● Requirement
Copy out the listing that follows in its entirety, keeping it exactly the same.

● Data under study

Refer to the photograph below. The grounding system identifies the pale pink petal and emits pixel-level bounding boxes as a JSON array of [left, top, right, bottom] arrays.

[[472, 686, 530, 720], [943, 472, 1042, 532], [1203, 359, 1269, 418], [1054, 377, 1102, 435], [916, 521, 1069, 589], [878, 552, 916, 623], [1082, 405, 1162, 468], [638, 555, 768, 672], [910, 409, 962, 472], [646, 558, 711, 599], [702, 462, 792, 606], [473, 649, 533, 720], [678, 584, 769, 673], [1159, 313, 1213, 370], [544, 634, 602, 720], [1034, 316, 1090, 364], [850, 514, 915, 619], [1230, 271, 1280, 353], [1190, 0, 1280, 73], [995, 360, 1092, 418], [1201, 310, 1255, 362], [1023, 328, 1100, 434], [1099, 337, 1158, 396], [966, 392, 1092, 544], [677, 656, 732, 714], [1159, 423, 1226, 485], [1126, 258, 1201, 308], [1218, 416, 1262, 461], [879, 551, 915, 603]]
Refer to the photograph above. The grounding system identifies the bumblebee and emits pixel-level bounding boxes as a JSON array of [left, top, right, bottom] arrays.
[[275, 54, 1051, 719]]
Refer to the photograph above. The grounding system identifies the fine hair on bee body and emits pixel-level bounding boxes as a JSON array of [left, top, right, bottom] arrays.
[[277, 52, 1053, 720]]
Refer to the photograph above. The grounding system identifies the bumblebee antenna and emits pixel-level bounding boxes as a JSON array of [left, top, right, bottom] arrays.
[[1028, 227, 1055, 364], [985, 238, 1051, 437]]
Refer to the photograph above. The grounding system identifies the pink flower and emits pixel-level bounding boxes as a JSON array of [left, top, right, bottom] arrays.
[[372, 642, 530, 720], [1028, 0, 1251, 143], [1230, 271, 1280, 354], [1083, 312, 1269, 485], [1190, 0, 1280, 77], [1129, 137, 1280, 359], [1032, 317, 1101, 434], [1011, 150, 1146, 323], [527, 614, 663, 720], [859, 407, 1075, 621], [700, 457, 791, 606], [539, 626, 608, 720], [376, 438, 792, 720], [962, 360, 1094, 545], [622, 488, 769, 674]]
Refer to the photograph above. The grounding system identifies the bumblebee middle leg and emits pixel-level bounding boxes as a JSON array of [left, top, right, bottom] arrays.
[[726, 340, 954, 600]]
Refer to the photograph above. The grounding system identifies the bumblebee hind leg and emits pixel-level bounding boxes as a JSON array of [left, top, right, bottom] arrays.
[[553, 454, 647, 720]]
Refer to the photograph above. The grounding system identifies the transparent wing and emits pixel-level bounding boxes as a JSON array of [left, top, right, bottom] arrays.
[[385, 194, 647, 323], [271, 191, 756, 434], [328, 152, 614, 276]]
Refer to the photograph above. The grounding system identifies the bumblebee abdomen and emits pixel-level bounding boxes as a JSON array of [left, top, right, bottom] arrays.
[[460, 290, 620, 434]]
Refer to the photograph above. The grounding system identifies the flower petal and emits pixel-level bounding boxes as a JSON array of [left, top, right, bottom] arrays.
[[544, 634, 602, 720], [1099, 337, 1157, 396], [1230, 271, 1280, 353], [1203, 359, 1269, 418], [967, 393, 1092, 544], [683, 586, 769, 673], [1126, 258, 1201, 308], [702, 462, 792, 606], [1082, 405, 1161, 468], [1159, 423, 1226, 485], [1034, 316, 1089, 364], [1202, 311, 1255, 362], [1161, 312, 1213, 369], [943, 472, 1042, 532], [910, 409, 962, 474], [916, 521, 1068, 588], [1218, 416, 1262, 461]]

● Answer for the task
Refer to the photograph below. The grounding system identifies the pale pink petal and emits pixel-level bounding boxes as a JSON array of [left, top, right, bottom] arrays.

[[472, 686, 530, 720], [943, 472, 1042, 532], [1203, 359, 1269, 418], [1054, 377, 1102, 435], [916, 521, 1069, 589], [878, 552, 916, 623], [1082, 405, 1162, 468], [638, 555, 768, 672], [910, 409, 962, 472], [646, 558, 711, 599], [702, 462, 792, 606], [473, 649, 533, 720], [678, 584, 769, 673], [1159, 313, 1213, 370], [544, 634, 602, 720], [1034, 316, 1090, 364], [850, 514, 915, 619], [1230, 271, 1280, 353], [1190, 0, 1280, 73], [995, 360, 1092, 418], [1201, 310, 1255, 362], [1023, 328, 1100, 434], [1099, 337, 1158, 396], [966, 392, 1092, 544], [677, 656, 732, 714], [1159, 423, 1226, 485], [1126, 258, 1201, 308], [1218, 416, 1262, 461], [879, 551, 915, 603]]
Refer to the photograph above. The grounding system identifies the bumblebee and emits pixel-level bounding boxes as a JSON array of [left, top, right, bottom] arrays.
[[275, 54, 1051, 719]]
Refer to the photograph above. The grounding system identifies the fine hair on bee body and emits pixel-level bounding boxes as a JSON array of [left, top, right, bottom] arrays.
[[277, 52, 1053, 720]]
Refer to the photograph above. The grounding system identifies the bumblebee antenna and emits pixel-level bounding boxes as a JSON array of [left, top, right, bottom] arrays.
[[1028, 227, 1055, 364], [985, 238, 1051, 437]]
Refer to the photograph above. The grounding system identifies the pink flower and emits pixel-level bounding boxes as a JSON array of [left, top, right, bottom] arrays.
[[372, 642, 530, 720], [1028, 0, 1251, 143], [1230, 271, 1280, 354], [1083, 312, 1269, 485], [1190, 0, 1280, 77], [1129, 137, 1280, 359], [1032, 317, 1101, 434], [1011, 150, 1146, 323], [527, 614, 663, 720], [859, 407, 1075, 621], [700, 457, 791, 606], [539, 626, 608, 720], [376, 438, 792, 720], [962, 360, 1094, 545], [622, 488, 769, 674]]
Refer to the photograph above. The grounding system identifies the bumblebee middle leg and emits pixel-level bounding boxes as a JSON array of [left, top, right, bottom] arrays.
[[726, 340, 954, 600]]
Refer to the photograph above. The grounding system identifies the bumblebee hind leg and emits pixel-level bounding boxes as a JSON array of [left, top, right, bottom] arrays.
[[553, 454, 647, 720]]
Refer to the photograph above. The grounding system identifies the transparent wing and emits pixel-level bounding boxes as a JSON array of [left, top, right, bottom] arrays.
[[385, 194, 647, 323], [271, 191, 756, 434], [328, 152, 614, 276]]
Refer to the photograph above. The grounding system identifies the bumblebee abdomen and emits pixel-level bounding boxes as a JSON array of [left, top, right, bottom] arrays.
[[460, 290, 620, 434]]
Refer to the photograph above. The grounding system identifies the flower petal and emits pixel-level bounding boxes as a JSON array of [left, top, right, bottom] arrays.
[[544, 634, 602, 720], [1099, 337, 1157, 396], [1230, 271, 1280, 353], [1203, 359, 1269, 418], [967, 393, 1092, 544], [683, 586, 769, 673], [1126, 258, 1201, 308], [702, 462, 792, 606], [1082, 405, 1161, 468], [1159, 423, 1226, 485], [1034, 316, 1089, 364], [1202, 311, 1255, 362], [1161, 312, 1213, 369], [943, 472, 1042, 532], [910, 409, 962, 474], [916, 521, 1068, 588], [1218, 416, 1262, 461]]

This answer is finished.